(Stored data entries)
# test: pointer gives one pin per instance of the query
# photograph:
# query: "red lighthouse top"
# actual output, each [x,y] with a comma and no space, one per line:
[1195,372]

▸ Try it: Please retype all of the records, keeping each line exactly as it is.

▸ Task solution:
# test: pointer gives one pin per instance of the query
# photograph:
# query: "red lighthouse top"
# actual output, each [x,y] with a comma and no space, one per line:
[1195,372]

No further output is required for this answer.